* **TASK OBJECTIVE**
Every line in the material below that includes "front" should be copied.

* **SUPPLIED MATERIAL**
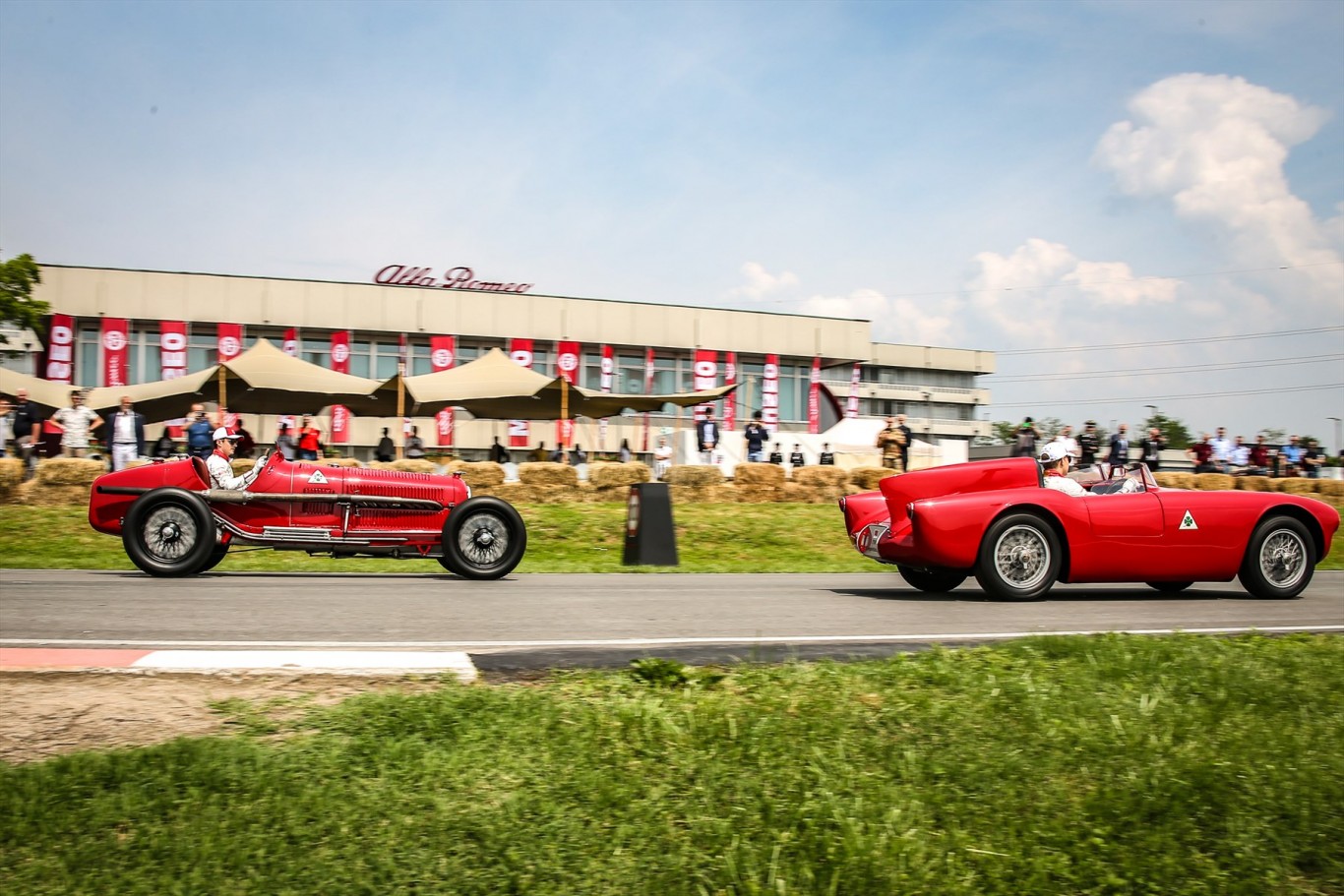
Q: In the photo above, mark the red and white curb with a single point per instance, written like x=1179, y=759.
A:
x=349, y=663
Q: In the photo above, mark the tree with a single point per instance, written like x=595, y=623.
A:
x=18, y=307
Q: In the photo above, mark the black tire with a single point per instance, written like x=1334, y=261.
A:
x=484, y=538
x=1019, y=559
x=933, y=580
x=168, y=532
x=1280, y=559
x=1170, y=587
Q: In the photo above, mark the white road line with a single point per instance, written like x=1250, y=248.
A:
x=646, y=642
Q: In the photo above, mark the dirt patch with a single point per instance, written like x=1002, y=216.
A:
x=48, y=713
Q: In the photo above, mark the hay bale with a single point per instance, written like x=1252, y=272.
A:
x=695, y=476
x=484, y=474
x=1214, y=483
x=619, y=476
x=546, y=474
x=35, y=493
x=867, y=477
x=70, y=470
x=1175, y=480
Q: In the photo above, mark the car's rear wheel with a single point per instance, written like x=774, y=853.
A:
x=484, y=538
x=1280, y=559
x=1019, y=558
x=168, y=532
x=1170, y=587
x=933, y=580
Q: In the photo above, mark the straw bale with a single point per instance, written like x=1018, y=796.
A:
x=543, y=473
x=759, y=476
x=36, y=493
x=697, y=476
x=1174, y=480
x=481, y=474
x=70, y=470
x=1214, y=483
x=606, y=476
x=867, y=477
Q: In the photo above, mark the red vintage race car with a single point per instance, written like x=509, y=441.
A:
x=995, y=520
x=172, y=522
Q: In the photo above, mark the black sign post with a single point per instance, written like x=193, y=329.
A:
x=649, y=535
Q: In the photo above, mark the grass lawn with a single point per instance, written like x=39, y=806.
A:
x=1105, y=764
x=562, y=538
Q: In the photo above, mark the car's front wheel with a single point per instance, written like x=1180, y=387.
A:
x=1280, y=559
x=1019, y=558
x=932, y=580
x=484, y=538
x=168, y=532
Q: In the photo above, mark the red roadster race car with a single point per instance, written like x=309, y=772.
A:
x=995, y=520
x=172, y=522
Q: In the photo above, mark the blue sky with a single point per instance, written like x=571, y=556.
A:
x=1007, y=176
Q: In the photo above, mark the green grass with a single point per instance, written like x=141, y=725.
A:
x=1106, y=764
x=562, y=538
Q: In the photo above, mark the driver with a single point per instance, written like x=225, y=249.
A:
x=220, y=472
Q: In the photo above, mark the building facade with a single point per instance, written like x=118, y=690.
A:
x=935, y=388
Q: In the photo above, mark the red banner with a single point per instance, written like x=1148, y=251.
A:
x=704, y=375
x=114, y=351
x=230, y=341
x=770, y=392
x=443, y=355
x=172, y=349
x=851, y=408
x=730, y=400
x=340, y=363
x=519, y=432
x=61, y=349
x=815, y=397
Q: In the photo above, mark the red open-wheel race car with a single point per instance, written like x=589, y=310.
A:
x=996, y=521
x=172, y=522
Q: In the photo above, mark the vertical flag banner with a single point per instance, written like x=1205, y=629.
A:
x=340, y=363
x=730, y=400
x=61, y=349
x=770, y=392
x=519, y=432
x=230, y=341
x=114, y=351
x=815, y=397
x=443, y=355
x=704, y=374
x=851, y=408
x=172, y=349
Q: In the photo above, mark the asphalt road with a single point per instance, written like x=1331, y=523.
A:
x=539, y=621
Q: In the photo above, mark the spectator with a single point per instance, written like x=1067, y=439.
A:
x=414, y=447
x=1120, y=447
x=385, y=451
x=1089, y=447
x=309, y=441
x=76, y=423
x=1152, y=448
x=889, y=443
x=125, y=436
x=756, y=436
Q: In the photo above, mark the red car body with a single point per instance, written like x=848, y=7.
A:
x=995, y=520
x=172, y=522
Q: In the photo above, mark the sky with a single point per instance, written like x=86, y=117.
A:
x=1130, y=203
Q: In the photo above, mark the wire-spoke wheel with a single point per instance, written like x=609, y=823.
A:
x=1280, y=559
x=1019, y=558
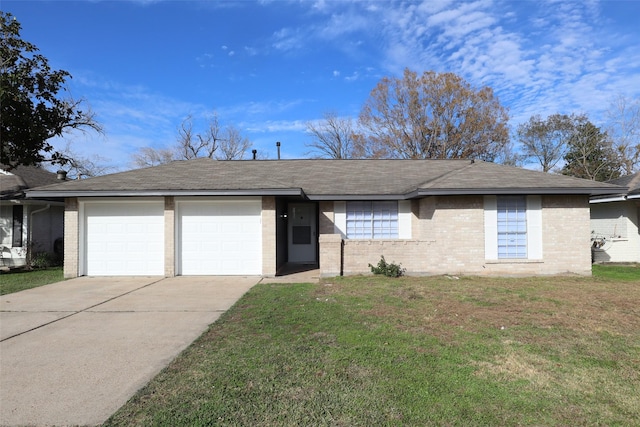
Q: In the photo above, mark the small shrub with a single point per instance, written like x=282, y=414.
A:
x=388, y=269
x=42, y=260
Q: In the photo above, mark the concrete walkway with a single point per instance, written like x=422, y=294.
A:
x=73, y=352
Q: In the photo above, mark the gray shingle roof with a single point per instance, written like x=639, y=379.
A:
x=630, y=181
x=327, y=179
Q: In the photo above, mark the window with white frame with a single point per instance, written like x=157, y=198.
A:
x=512, y=226
x=372, y=220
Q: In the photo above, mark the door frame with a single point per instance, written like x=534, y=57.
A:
x=313, y=224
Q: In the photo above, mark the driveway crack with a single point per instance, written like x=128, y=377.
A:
x=80, y=311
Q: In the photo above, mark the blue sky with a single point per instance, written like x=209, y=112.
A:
x=269, y=67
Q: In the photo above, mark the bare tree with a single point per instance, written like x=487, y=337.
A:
x=193, y=145
x=624, y=127
x=333, y=137
x=214, y=142
x=591, y=154
x=78, y=166
x=148, y=156
x=545, y=141
x=233, y=146
x=436, y=116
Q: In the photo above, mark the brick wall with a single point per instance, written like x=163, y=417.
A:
x=71, y=241
x=448, y=238
x=169, y=236
x=268, y=236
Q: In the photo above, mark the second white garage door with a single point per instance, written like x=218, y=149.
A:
x=124, y=238
x=220, y=237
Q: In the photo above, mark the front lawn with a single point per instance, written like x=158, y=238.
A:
x=19, y=280
x=371, y=351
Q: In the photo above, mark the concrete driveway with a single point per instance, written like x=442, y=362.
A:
x=72, y=353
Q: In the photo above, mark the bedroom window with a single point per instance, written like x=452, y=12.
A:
x=372, y=220
x=512, y=227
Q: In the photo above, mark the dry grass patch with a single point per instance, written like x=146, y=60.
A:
x=363, y=351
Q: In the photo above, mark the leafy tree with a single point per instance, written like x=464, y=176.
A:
x=432, y=116
x=32, y=110
x=78, y=166
x=545, y=141
x=591, y=154
x=214, y=142
x=624, y=128
x=333, y=137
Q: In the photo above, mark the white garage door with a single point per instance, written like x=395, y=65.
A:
x=124, y=239
x=220, y=238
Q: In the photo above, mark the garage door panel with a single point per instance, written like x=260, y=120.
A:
x=222, y=238
x=124, y=238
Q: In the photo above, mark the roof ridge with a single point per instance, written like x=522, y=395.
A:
x=447, y=174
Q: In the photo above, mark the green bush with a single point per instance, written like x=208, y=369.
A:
x=388, y=269
x=42, y=260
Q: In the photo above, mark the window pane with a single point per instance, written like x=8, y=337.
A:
x=372, y=220
x=512, y=227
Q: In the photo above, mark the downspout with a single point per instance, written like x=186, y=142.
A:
x=30, y=241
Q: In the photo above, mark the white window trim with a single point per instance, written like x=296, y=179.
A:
x=340, y=218
x=534, y=228
x=491, y=227
x=404, y=219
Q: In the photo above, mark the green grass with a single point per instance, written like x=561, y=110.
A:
x=364, y=351
x=617, y=272
x=19, y=280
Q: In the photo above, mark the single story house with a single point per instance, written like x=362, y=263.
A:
x=35, y=223
x=615, y=223
x=253, y=217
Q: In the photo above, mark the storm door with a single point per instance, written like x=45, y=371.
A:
x=302, y=233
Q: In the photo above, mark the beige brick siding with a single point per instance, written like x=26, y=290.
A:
x=169, y=236
x=268, y=236
x=330, y=255
x=71, y=241
x=326, y=220
x=448, y=238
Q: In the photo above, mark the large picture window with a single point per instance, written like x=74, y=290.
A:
x=372, y=220
x=512, y=227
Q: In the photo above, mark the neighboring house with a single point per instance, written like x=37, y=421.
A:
x=253, y=217
x=615, y=223
x=33, y=223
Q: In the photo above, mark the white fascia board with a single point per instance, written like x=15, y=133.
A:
x=161, y=193
x=608, y=199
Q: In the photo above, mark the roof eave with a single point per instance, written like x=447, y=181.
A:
x=161, y=193
x=423, y=192
x=354, y=197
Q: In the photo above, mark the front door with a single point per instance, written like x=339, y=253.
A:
x=302, y=233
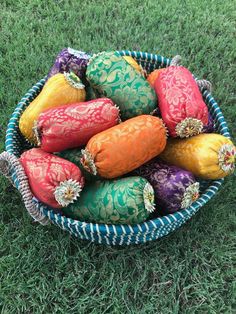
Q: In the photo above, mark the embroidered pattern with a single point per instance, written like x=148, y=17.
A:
x=73, y=80
x=148, y=196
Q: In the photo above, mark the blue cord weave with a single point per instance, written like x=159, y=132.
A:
x=119, y=234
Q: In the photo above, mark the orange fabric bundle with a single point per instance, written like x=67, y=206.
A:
x=124, y=147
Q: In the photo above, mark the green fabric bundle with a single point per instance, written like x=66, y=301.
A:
x=123, y=201
x=113, y=77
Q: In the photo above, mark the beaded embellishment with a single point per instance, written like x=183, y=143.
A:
x=227, y=157
x=189, y=127
x=67, y=192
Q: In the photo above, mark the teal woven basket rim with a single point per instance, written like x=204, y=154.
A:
x=119, y=234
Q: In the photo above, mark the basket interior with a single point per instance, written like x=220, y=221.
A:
x=119, y=234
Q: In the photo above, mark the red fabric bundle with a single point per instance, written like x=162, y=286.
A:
x=53, y=180
x=72, y=126
x=180, y=101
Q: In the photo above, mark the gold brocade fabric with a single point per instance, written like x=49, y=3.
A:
x=201, y=155
x=127, y=146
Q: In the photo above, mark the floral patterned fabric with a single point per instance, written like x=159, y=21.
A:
x=61, y=89
x=115, y=78
x=72, y=126
x=47, y=174
x=153, y=76
x=70, y=60
x=179, y=99
x=204, y=155
x=112, y=201
x=125, y=147
x=169, y=183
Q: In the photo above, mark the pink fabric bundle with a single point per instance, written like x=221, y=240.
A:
x=180, y=101
x=72, y=126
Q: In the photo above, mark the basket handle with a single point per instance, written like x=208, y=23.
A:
x=9, y=161
x=202, y=84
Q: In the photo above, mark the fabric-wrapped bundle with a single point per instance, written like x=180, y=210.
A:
x=71, y=126
x=174, y=187
x=113, y=77
x=61, y=89
x=180, y=101
x=124, y=147
x=208, y=156
x=124, y=201
x=54, y=181
x=70, y=60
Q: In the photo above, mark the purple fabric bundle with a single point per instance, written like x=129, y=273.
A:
x=70, y=60
x=174, y=187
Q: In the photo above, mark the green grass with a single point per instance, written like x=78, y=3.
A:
x=43, y=269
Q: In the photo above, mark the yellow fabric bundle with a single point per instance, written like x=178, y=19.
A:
x=209, y=156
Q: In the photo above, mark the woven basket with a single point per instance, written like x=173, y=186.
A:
x=117, y=234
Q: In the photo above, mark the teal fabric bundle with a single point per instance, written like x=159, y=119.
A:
x=123, y=201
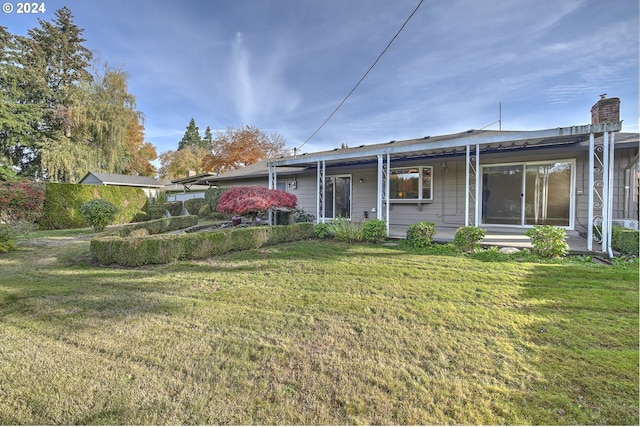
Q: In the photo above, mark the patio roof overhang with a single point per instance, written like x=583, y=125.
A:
x=451, y=145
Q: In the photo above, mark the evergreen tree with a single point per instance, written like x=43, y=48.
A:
x=52, y=65
x=191, y=137
x=207, y=141
x=19, y=117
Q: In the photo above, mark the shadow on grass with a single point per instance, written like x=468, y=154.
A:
x=585, y=341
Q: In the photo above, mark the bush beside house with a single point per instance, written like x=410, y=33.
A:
x=625, y=240
x=62, y=203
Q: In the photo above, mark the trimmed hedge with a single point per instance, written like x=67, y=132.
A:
x=193, y=205
x=156, y=226
x=165, y=248
x=62, y=203
x=625, y=240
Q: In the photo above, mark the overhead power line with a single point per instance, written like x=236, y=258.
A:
x=363, y=77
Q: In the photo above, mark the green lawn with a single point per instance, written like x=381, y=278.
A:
x=315, y=332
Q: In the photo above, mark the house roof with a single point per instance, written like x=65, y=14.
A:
x=453, y=144
x=443, y=145
x=193, y=178
x=256, y=170
x=124, y=180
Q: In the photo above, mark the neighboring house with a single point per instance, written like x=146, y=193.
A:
x=574, y=177
x=151, y=186
x=187, y=188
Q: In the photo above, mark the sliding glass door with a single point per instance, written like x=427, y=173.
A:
x=528, y=194
x=337, y=196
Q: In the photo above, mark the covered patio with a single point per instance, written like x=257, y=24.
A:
x=474, y=145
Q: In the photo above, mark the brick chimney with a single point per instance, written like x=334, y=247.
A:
x=606, y=110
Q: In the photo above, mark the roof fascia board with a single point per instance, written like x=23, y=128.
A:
x=452, y=143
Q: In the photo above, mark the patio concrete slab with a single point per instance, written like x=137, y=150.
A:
x=502, y=237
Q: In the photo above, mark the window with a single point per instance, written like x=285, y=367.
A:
x=337, y=197
x=412, y=183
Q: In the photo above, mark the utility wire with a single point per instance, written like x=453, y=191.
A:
x=363, y=77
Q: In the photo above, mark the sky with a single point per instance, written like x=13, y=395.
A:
x=285, y=65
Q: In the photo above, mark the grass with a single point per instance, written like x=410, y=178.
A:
x=316, y=332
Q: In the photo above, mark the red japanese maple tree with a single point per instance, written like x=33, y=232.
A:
x=254, y=201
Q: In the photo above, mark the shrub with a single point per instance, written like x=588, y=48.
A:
x=254, y=200
x=212, y=196
x=6, y=239
x=322, y=230
x=21, y=201
x=174, y=208
x=193, y=205
x=299, y=215
x=155, y=207
x=548, y=241
x=420, y=235
x=467, y=238
x=99, y=213
x=155, y=226
x=624, y=240
x=204, y=211
x=157, y=249
x=62, y=203
x=374, y=230
x=345, y=229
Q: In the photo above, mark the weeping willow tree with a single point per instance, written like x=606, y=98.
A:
x=66, y=160
x=102, y=117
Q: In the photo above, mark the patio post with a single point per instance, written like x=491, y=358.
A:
x=273, y=183
x=466, y=185
x=478, y=197
x=321, y=166
x=386, y=192
x=610, y=201
x=606, y=197
x=590, y=190
x=380, y=194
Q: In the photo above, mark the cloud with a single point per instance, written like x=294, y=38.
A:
x=257, y=82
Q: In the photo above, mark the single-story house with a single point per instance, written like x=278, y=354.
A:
x=574, y=177
x=151, y=186
x=187, y=188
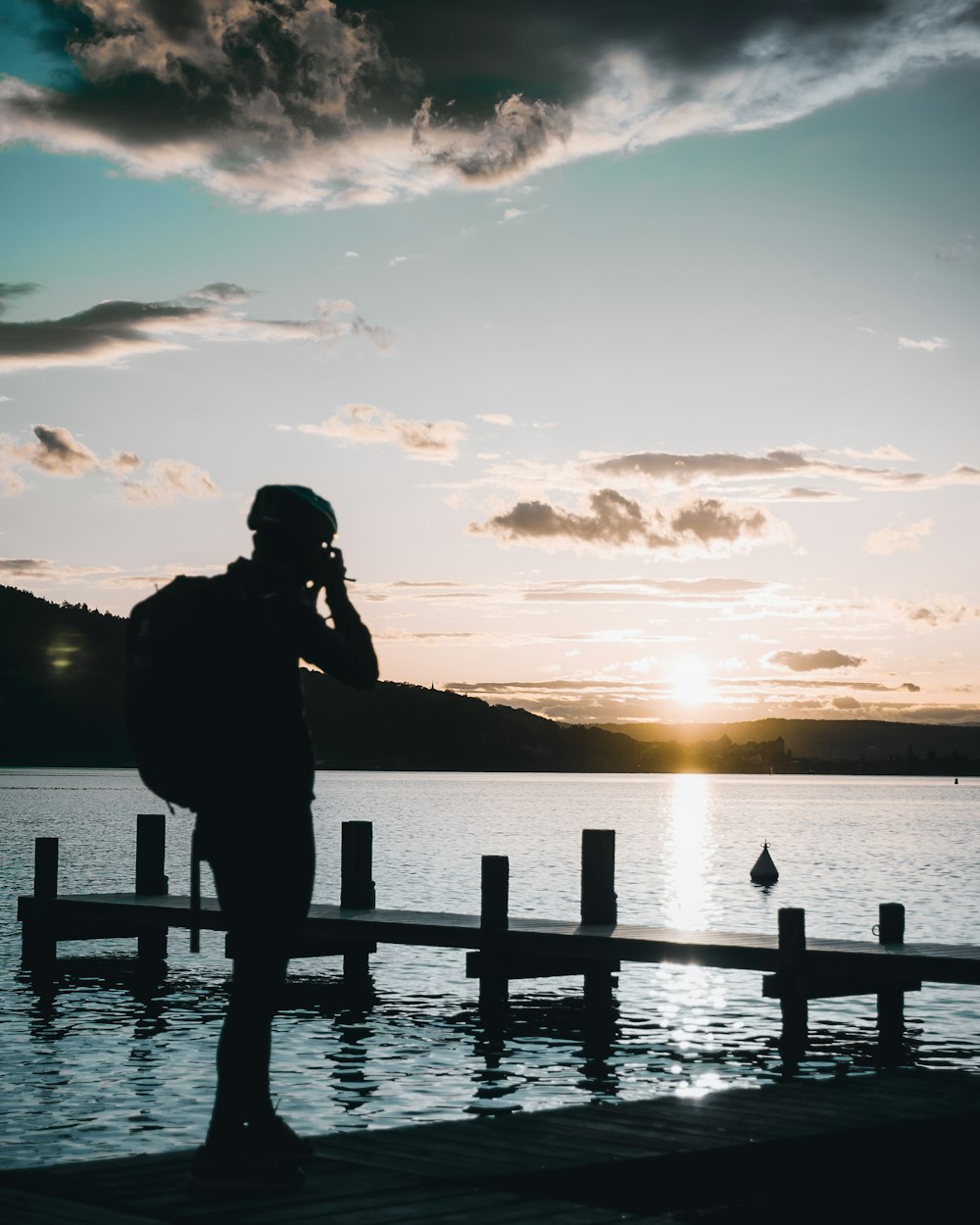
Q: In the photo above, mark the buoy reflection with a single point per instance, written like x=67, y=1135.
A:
x=689, y=853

* **TASK SOLUTION**
Q: In the photo above, mark the car's front wheel with a single point per instance, written like x=1180, y=387.
Q: In the photo above, mark the front lawn with a single point per instance, written like x=158, y=238.
Q: In the photo above, mark the front door with a single point per instance, written like x=339, y=253.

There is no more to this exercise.